»»

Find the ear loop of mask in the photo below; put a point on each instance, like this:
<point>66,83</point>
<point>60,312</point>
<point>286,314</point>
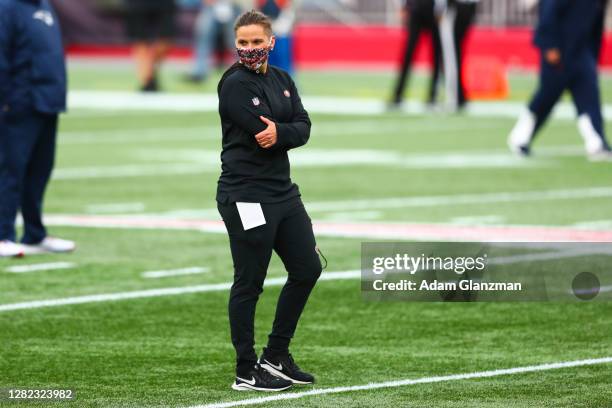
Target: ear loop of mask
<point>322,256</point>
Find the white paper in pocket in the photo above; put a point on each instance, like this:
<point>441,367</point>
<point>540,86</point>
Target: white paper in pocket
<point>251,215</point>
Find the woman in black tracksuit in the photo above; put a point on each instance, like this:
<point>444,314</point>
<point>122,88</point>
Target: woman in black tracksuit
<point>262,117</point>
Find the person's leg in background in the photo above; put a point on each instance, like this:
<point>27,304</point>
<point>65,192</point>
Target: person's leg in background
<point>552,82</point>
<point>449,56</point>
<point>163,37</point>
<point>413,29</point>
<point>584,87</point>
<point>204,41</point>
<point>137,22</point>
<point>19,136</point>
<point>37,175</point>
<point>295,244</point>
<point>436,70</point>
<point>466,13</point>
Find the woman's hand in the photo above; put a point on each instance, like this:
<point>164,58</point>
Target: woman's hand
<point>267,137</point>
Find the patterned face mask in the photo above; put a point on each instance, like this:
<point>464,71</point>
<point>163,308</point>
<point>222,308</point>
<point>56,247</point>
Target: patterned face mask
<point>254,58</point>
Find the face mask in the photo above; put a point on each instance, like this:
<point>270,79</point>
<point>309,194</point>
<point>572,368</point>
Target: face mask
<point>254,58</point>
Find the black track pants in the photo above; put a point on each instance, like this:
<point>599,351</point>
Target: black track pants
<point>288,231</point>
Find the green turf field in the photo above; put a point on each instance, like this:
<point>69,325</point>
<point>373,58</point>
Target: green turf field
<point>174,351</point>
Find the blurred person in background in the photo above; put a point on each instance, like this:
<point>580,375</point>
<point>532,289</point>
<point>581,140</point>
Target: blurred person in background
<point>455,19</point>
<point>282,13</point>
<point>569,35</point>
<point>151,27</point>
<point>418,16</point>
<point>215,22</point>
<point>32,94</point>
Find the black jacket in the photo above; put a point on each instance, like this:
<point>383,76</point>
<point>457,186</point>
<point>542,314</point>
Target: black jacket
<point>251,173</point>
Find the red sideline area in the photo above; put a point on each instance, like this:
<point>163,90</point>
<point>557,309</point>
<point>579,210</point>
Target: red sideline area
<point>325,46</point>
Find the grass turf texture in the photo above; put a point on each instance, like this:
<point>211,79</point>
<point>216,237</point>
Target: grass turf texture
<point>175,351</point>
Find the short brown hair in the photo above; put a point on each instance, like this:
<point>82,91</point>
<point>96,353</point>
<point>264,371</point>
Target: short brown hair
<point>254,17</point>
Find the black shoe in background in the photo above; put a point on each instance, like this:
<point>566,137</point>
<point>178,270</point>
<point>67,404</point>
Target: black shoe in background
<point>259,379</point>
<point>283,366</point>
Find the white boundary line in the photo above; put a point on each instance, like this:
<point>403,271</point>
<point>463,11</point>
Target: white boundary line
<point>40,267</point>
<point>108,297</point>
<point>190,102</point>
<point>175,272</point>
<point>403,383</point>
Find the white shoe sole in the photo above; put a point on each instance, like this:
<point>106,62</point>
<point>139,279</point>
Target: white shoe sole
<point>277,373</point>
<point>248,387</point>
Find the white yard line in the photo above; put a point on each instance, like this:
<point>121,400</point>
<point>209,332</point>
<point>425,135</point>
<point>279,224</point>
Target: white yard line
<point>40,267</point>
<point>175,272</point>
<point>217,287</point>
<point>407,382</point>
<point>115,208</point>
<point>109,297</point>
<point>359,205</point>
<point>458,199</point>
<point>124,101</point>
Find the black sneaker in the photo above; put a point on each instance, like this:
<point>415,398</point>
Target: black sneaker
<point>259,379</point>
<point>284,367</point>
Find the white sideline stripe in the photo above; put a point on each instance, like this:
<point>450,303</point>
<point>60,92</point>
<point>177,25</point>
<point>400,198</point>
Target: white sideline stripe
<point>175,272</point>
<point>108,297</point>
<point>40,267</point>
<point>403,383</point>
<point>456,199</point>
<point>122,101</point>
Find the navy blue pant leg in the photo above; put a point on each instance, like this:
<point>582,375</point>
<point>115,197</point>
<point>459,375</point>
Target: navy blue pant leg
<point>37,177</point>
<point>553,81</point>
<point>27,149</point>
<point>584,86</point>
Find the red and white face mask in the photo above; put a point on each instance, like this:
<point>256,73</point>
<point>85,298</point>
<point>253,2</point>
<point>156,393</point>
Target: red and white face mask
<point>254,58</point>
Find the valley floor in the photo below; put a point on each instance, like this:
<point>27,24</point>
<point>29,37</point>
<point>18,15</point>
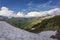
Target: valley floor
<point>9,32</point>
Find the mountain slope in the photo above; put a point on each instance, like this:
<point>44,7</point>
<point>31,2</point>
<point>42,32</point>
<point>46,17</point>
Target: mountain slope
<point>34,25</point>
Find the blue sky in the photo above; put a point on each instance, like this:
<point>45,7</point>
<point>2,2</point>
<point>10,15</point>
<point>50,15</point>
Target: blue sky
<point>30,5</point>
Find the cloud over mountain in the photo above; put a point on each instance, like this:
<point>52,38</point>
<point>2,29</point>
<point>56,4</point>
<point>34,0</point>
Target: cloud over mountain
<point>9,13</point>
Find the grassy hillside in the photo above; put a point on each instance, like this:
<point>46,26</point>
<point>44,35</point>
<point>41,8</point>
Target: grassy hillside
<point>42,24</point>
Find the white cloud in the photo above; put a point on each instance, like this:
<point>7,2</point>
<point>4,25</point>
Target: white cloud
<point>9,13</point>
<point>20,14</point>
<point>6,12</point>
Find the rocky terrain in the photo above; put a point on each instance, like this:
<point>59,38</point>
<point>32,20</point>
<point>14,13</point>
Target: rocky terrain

««

Can you output these lines again exactly as they are, from first to last, without the pictures?

→ Answer in full
Find the ear loop of mask in the photo below; put a point on each instance, like this:
<point>66,83</point>
<point>60,312</point>
<point>286,314</point>
Target: ear loop of mask
<point>322,256</point>
Find the white paper in pocket in the photo above; put a point on each instance, like this:
<point>441,367</point>
<point>540,86</point>
Target: white paper in pocket
<point>251,215</point>
Find the woman in black tracksuit in the photo above; put a point on each instance, like this:
<point>444,314</point>
<point>122,88</point>
Target: woman in black tracksuit
<point>262,117</point>
Find the person's leg in background in the photo above; put a point on each instance, like this:
<point>27,304</point>
<point>65,192</point>
Target: person's leg in background
<point>552,82</point>
<point>449,56</point>
<point>163,37</point>
<point>413,29</point>
<point>584,87</point>
<point>204,41</point>
<point>137,22</point>
<point>19,136</point>
<point>37,175</point>
<point>295,244</point>
<point>436,70</point>
<point>466,13</point>
Find the woman's hand in the photo above; put a point on each instance, like this:
<point>164,58</point>
Target: woman's hand
<point>267,137</point>
Find the patterned face mask in the photo above; put a point on each instance, like this:
<point>464,71</point>
<point>163,308</point>
<point>222,308</point>
<point>56,247</point>
Target: patterned face mask
<point>254,58</point>
Find the face mask in the photo above; put a point on each instance, like this:
<point>270,79</point>
<point>309,194</point>
<point>572,368</point>
Target: face mask
<point>254,58</point>
Find the black track pants in the photo above; put a point on each instance, like this:
<point>599,351</point>
Target: black track pants
<point>288,231</point>
Find the green turf field in the photo above; put a point on each instance, like this:
<point>69,325</point>
<point>373,58</point>
Target: green turf field
<point>174,351</point>
Find the blurred person in background in the photo above; put a point on each instance, like this:
<point>580,375</point>
<point>532,289</point>
<point>581,140</point>
Target: blurred person in background
<point>455,19</point>
<point>282,13</point>
<point>569,35</point>
<point>151,27</point>
<point>418,16</point>
<point>215,22</point>
<point>32,94</point>
Find the black jacket in the photo above; put a point on each instance, like this:
<point>383,76</point>
<point>457,186</point>
<point>542,314</point>
Target: black jacket
<point>251,173</point>
Find the red sideline area in the photo above; put a point on each instance, like this:
<point>163,90</point>
<point>557,309</point>
<point>579,210</point>
Target: red sideline area
<point>325,46</point>
Find the grass turf texture in the photo above; put a point on each instance, like this:
<point>211,79</point>
<point>216,237</point>
Target: grass turf texture
<point>175,351</point>
Find the short brown hair in the photo above; put a point on each instance, like this:
<point>82,91</point>
<point>96,353</point>
<point>264,371</point>
Target: short brown hair
<point>254,17</point>
Find the black shoe in background in the photo above; put a point on each instance, like this:
<point>566,137</point>
<point>178,270</point>
<point>67,404</point>
Target: black shoe in background
<point>259,379</point>
<point>283,366</point>
Find the white boundary line in the photo above; put a point on each instance, like this:
<point>403,271</point>
<point>463,11</point>
Target: white boundary line
<point>40,267</point>
<point>108,297</point>
<point>190,102</point>
<point>175,272</point>
<point>403,383</point>
Find the white shoe sole in the photo above; put a point on each instance, like this:
<point>106,62</point>
<point>139,279</point>
Target: white shoe sole
<point>277,373</point>
<point>248,387</point>
Find the white yard line in the photo above; put a point on each instance, like this:
<point>121,400</point>
<point>209,332</point>
<point>425,135</point>
<point>279,224</point>
Target: white yard line
<point>40,267</point>
<point>175,272</point>
<point>217,287</point>
<point>407,382</point>
<point>115,208</point>
<point>109,297</point>
<point>359,205</point>
<point>458,199</point>
<point>124,101</point>
Find the black sneaker in the photo above; put a point on each instance, like this:
<point>415,398</point>
Target: black sneaker
<point>259,379</point>
<point>284,367</point>
Find the white sideline stripe in the photo above; put a point on each instance, like this:
<point>450,303</point>
<point>60,92</point>
<point>177,25</point>
<point>400,198</point>
Target: white sideline stripe
<point>175,272</point>
<point>108,297</point>
<point>40,267</point>
<point>403,383</point>
<point>456,199</point>
<point>122,101</point>
Find the navy blue pant leg in the photo above; put a point on each instance, like this:
<point>582,375</point>
<point>115,197</point>
<point>459,375</point>
Target: navy blue pant leg
<point>37,177</point>
<point>553,81</point>
<point>27,149</point>
<point>584,86</point>
Find the red and white face mask in the photo above; put a point on each instance, like this:
<point>256,73</point>
<point>85,298</point>
<point>253,2</point>
<point>156,393</point>
Target: red and white face mask
<point>254,58</point>
Find the valley floor in the photo below; put a point on each instance, like this:
<point>27,24</point>
<point>29,37</point>
<point>18,15</point>
Target: valley floor
<point>9,32</point>
Find the mountain slope in the photo above; put a point on each instance, like this:
<point>44,7</point>
<point>31,2</point>
<point>42,32</point>
<point>46,17</point>
Target: mountain slope
<point>34,25</point>
Find the blue sky in the photo above; put a point on each instance, like this:
<point>45,7</point>
<point>2,2</point>
<point>10,15</point>
<point>50,15</point>
Target: blue sky
<point>30,5</point>
Find the cloud over mountain in the photo above; put a point on each instance, like this:
<point>52,38</point>
<point>2,29</point>
<point>56,4</point>
<point>34,0</point>
Target: cloud over mountain
<point>9,13</point>
Find the grassy hillside in the photo above; put a point on each instance, like this:
<point>46,26</point>
<point>44,35</point>
<point>41,8</point>
Target: grassy hillside
<point>42,24</point>
Find the white cloud in the photo above; put a point on each instance, like this:
<point>7,2</point>
<point>4,25</point>
Target: white cloud
<point>9,13</point>
<point>20,14</point>
<point>6,12</point>
Find the rocky terrain in the photo above; put a point on each instance, like this:
<point>59,38</point>
<point>32,20</point>
<point>14,13</point>
Target: rocky terrain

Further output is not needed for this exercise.